> [PASSAGE PROVIDED]:
——————
Social Hierarchies and Power Structures

Fantasy worlds allow you to explore power dynamics impossible in realistic fiction. Characters should navigate these hierarchies in ways that reveal their values and adaptability. Consider how magical ability affects social standing, how different species interact within power structures, and how traditional hierarchies might be subverted or reinforced by fantastical elements.

Examples

  • A powerful wizard born as a peasant navigating noble courts where bloodline matters more than ability
  • A vampire trying to maintain modern ethical standards while existing in an ancient feudal hierarchy
  • A half-dragon caught between two species' conflicting codes of honor and social expectations

Tips

  • Create tension between magical power and political power—they don't always align
  • Design social systems where character backstories automatically create conflict
  • Make characters' positions in hierarchies both advantage and burden
  • Use fantasy races or classes to explore real-world power dynamics metaphorically

Relationships Across Species and Cultures

Fantasy allows exploration of relationships that transcend normal human boundaries. These relationships should highlight both the universality of connection and the genuine challenges of bridging fundamental differences. Focus on how characters overcome communication barriers, conflicting values, and different needs while maintaining their authentic identities.

Examples

  • A human scholar and an ancient tree-spirit sharing knowledge across vastly different concepts of time
  • A lawful paladin forming friendship with a chaotic fairy who sees rules as suggestions
  • A nomadic shapeshifter learning to value stability through connection with a place-bound earth elemental

Tips

  • Create meaningful communication barriers beyond just different languages
  • Design conflicting cultural values that force characters to compromise or choose sides
  • Show how characters adapt their behavior while maintaining core identity
  • Use cross-cultural relationships to highlight each character's unique worldview

Character Arcs Through Fantastical Transformation

Fantasy offers literal transformation as character development. Whether through curses, magical evolution, or species change, physical transformation can externalize internal growth. The key is ensuring that fantastical changes reflect and accelerate genuine character development rather than replacing it.
——————
> [LISTED RECORDS]:
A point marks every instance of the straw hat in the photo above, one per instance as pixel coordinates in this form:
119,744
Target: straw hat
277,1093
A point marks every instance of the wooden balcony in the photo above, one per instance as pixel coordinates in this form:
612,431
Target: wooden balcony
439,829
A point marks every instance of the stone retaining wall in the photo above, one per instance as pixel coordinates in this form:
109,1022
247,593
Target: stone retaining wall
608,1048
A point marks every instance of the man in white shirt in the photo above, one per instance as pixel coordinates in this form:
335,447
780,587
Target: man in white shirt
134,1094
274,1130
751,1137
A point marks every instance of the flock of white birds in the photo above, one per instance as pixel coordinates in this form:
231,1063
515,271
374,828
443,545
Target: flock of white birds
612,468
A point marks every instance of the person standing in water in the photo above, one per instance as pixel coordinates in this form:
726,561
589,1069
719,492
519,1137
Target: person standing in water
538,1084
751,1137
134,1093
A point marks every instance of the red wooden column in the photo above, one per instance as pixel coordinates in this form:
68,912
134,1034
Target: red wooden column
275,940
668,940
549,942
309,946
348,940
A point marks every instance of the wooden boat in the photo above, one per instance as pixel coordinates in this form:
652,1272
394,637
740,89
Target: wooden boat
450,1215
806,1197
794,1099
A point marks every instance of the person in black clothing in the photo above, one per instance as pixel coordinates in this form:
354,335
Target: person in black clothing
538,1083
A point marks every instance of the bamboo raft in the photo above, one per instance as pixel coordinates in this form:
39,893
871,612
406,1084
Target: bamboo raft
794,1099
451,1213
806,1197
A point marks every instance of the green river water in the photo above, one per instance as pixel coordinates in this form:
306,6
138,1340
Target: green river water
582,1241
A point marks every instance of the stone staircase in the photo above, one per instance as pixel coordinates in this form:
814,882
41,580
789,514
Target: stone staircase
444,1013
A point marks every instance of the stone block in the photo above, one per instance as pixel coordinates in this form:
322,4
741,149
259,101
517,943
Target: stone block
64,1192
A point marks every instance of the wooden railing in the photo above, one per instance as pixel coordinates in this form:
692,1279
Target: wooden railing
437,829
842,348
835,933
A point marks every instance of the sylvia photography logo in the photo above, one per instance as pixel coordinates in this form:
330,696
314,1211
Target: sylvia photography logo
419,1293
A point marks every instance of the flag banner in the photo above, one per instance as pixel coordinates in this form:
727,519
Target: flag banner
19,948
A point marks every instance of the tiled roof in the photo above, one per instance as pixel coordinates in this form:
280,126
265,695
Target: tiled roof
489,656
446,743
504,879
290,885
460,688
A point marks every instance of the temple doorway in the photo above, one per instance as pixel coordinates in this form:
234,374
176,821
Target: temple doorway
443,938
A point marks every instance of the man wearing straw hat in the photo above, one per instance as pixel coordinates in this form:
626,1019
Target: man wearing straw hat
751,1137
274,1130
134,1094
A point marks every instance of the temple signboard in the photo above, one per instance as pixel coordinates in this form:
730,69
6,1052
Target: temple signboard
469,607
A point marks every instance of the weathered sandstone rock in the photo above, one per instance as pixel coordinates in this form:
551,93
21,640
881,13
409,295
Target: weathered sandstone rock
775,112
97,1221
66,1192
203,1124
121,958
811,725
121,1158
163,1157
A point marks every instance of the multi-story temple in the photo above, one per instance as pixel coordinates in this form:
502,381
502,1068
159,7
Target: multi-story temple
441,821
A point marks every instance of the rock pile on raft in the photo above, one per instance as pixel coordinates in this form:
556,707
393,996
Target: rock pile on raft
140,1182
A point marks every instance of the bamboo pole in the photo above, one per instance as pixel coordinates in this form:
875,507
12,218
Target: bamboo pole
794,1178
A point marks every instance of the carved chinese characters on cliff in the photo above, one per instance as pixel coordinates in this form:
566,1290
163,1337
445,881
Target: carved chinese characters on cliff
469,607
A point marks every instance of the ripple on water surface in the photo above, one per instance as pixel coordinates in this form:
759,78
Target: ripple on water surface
——————
> [WHAT THIS TASK INVOLVES]:
Answer these questions using the passage on fantasy character writing above the data.
(a) In what kind of hierarchy does the vampire in the first section's examples exist?
(b) How does the chaotic fairy see rules?
(c) According to the section on fantastical transformation, what can physical transformation externalize?

> [ANSWER FOR THE TASK]:
(a) An ancient feudal hierarchy.
(b) As suggestions.
(c) Internal growth.